Data shown Block Start

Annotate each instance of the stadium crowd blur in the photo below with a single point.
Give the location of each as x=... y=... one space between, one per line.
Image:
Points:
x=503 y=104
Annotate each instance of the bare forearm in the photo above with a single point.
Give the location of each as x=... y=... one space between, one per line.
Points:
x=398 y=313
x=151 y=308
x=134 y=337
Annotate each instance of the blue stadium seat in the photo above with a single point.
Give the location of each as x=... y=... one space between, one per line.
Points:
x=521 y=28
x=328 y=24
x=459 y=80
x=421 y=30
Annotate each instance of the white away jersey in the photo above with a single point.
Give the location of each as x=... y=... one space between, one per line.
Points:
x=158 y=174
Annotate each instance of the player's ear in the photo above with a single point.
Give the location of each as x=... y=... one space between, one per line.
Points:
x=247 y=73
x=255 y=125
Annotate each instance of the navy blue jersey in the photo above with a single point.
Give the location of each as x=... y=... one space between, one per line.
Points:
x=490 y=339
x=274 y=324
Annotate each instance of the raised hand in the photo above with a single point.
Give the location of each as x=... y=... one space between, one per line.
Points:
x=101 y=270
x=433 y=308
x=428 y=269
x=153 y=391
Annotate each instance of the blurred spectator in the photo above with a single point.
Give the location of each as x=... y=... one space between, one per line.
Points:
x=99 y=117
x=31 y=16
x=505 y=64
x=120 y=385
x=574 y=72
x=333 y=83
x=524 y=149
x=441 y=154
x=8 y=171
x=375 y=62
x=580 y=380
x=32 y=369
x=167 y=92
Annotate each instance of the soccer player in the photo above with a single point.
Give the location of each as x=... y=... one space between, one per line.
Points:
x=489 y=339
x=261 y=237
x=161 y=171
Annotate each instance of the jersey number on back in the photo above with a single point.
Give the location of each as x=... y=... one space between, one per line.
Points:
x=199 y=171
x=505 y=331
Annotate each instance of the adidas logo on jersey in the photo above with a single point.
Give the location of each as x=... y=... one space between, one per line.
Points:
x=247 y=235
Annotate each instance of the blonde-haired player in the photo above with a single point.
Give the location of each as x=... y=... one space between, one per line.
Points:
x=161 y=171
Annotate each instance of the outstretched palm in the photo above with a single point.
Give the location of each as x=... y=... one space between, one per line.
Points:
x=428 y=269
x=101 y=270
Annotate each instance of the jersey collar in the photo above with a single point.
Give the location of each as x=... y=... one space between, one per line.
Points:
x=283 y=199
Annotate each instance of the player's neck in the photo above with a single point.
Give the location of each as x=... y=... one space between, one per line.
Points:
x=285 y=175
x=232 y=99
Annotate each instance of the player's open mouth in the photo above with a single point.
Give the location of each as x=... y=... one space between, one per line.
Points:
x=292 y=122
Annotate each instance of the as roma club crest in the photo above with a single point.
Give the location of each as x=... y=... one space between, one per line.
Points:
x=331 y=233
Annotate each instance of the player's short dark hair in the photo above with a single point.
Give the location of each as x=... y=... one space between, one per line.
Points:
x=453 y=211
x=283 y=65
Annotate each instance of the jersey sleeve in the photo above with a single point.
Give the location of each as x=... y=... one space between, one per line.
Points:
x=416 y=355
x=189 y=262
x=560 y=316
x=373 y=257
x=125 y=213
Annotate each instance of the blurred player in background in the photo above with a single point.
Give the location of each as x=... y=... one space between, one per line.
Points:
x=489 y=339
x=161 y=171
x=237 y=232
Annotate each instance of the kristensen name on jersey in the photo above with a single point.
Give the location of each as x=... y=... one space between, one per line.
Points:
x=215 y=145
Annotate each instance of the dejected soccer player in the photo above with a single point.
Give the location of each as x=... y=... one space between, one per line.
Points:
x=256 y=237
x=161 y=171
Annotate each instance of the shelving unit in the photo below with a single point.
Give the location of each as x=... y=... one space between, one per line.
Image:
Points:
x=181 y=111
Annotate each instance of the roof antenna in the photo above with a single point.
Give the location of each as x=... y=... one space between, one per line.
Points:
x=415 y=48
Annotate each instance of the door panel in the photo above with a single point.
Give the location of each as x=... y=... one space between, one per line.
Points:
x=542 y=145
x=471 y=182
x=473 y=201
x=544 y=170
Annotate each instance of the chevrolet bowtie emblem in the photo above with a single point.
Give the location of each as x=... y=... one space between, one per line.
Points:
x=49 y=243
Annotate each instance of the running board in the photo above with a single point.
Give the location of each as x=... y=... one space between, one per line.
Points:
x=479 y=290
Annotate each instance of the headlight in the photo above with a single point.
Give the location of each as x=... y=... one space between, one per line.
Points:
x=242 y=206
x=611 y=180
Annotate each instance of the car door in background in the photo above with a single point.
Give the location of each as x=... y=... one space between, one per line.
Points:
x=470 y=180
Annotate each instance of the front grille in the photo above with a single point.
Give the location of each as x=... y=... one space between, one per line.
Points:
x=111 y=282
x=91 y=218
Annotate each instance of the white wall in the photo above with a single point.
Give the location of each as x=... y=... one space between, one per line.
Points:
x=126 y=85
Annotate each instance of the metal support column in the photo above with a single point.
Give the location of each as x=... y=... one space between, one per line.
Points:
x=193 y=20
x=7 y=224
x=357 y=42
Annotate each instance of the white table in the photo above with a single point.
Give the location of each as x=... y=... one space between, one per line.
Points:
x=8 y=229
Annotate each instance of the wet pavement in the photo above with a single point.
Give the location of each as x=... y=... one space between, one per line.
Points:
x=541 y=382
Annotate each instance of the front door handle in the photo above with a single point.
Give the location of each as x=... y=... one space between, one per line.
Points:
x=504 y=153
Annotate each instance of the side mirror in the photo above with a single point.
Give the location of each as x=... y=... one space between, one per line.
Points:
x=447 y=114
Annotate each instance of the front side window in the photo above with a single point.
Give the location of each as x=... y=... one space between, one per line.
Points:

Data shown Block End

**The problem**. Everything above from the line containing "Annotate each instance of the blurred spectator" through the line containing "Annotate each instance of the outstretched" must be copied exactly. Nothing outside that range belongs in the answer.

**Solution**.
Annotate each instance of the blurred spectator in the photo above with a single point.
Give the location of each as x=... y=... one space between, one per line.
Points:
x=99 y=117
x=31 y=16
x=505 y=64
x=120 y=385
x=574 y=72
x=333 y=83
x=524 y=149
x=441 y=154
x=8 y=171
x=375 y=62
x=580 y=380
x=32 y=369
x=167 y=92
Annotate each instance of the soccer player in the photo above with a single point.
Give the location of each as x=... y=... one space between, one per line.
Points:
x=489 y=339
x=261 y=237
x=161 y=171
Annotate each instance of the jersey number on back in the photo above with a single point.
Give the location of each as x=... y=... one space between, one per line.
Points:
x=199 y=171
x=505 y=331
Annotate each instance of the adidas logo on jersey in the photo above with a single point.
Give the location of each as x=... y=... one space between, one per line.
Points:
x=247 y=235
Annotate each instance of the blonde-haired player in the photo above with a single point.
Give the location of each as x=... y=... one space between, one per line.
Points:
x=161 y=171
Annotate each instance of the outstretched palm in the photo above with a single point.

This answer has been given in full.